• **THE PROBLEM**
Set down everything from "Latest figures show" down to "over a year." in the passage on NHS waiting times below, copying it word for word.

• **EXTRACT PROVIDED**
◇ ◇ ◇ ◇ ◇
There were no 40 hour waits for ambulances prior to May 2010, and no 24 hour waits in A&E: very few patients exceeded the 4 Hour A&E wait target, until George Osborne’s austerity regime halted the decade of investment in the NHS – and ushered in a decade of decline.

Latest figures show nearly 40% of A&E patients who need admitting face a trolley wait of four hours or more waiting for a bed to be found. Around 10% are waiting over 12 hours. To put that in context, in England there had been more 12-hour trolley waits in January-November 2022 than in the past 10 years combined. Similar pressures are being reported in other parts of the UK.

It was not strike action or Covid that almost doubled England’s waiting list from 2.5m in 2010 to 4.6m at the end of 2019; nor have strikes been the cause of the subsequent rise to 7.2 million. It was not industrial action, but systematic government under-funding and lack of NHS capacity that meant 2.91 million patients had been waiting over 18 weeks for treatment in October, 410,983 of them waiting over a year.

Most cancer treatment is exempt from the RCN’s strike action – but even before the ballot for action shortages of staff, beds and cash have meant key cancer performance targets have not been met since 2014: and when Boris Johnson called the general election three years ago more than one in five cancer patients was already waiting more than two months to start treatment.
◇ ◇ ◇ ◇ ◇
[Excerpts from a dataset]
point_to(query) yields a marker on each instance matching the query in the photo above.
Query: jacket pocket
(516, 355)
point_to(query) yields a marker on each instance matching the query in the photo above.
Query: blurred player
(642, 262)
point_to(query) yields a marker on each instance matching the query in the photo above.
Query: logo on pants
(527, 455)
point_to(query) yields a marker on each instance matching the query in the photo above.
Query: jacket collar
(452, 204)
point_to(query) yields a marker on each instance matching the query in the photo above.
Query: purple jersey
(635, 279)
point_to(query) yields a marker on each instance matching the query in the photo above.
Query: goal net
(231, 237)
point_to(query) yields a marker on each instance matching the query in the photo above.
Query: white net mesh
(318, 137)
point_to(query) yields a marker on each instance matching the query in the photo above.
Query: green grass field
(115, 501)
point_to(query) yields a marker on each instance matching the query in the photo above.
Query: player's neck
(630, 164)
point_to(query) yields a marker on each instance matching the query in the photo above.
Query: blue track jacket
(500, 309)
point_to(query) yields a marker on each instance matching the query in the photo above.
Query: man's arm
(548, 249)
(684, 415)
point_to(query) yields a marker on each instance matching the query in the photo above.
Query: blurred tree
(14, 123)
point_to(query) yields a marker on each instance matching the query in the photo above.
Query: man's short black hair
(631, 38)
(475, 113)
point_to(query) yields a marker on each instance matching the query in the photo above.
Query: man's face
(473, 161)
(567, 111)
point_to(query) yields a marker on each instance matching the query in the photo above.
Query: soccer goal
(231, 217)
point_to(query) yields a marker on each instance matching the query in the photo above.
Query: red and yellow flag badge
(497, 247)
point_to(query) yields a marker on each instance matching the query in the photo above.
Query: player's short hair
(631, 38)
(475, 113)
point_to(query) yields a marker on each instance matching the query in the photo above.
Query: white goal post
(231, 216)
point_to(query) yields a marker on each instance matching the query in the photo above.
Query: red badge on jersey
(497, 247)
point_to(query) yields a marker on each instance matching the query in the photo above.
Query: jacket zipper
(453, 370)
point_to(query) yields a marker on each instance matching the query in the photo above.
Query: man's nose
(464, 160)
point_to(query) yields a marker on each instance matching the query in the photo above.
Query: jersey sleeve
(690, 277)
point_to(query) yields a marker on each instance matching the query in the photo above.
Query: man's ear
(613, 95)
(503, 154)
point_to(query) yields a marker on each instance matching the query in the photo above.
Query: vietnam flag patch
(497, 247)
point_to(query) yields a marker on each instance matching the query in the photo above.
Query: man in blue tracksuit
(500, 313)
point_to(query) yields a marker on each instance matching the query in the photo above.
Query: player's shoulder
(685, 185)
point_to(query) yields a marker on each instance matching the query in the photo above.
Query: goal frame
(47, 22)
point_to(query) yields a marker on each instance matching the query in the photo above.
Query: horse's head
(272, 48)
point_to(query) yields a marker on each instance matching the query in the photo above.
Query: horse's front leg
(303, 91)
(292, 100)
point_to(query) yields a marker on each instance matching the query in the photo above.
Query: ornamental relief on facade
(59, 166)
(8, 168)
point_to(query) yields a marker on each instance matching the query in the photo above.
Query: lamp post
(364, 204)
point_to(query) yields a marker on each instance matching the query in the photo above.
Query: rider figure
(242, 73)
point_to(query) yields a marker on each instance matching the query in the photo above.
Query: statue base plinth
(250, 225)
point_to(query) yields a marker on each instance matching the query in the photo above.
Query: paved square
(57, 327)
◇ ◇ ◇ ◇ ◇
• **WRITTEN SOLUTION**
Latest figures show nearly 40% of A&E patients who need admitting face a trolley wait of four hours or more waiting for a bed to be found. Around 10% are waiting over 12 hours. To put that in context, in England there had been more 12-hour trolley waits in January-November 2022 than in the past 10 years combined. Similar pressures are being reported in other parts of the UK.

It was not strike action or Covid that almost doubled England’s waiting list from 2.5m in 2010 to 4.6m at the end of 2019; nor have strikes been the cause of the subsequent rise to 7.2 million. It was not industrial action, but systematic government under-funding and lack of NHS capacity that meant 2.91 million patients had been waiting over 18 weeks for treatment in October, 410,983 of them waiting over a year.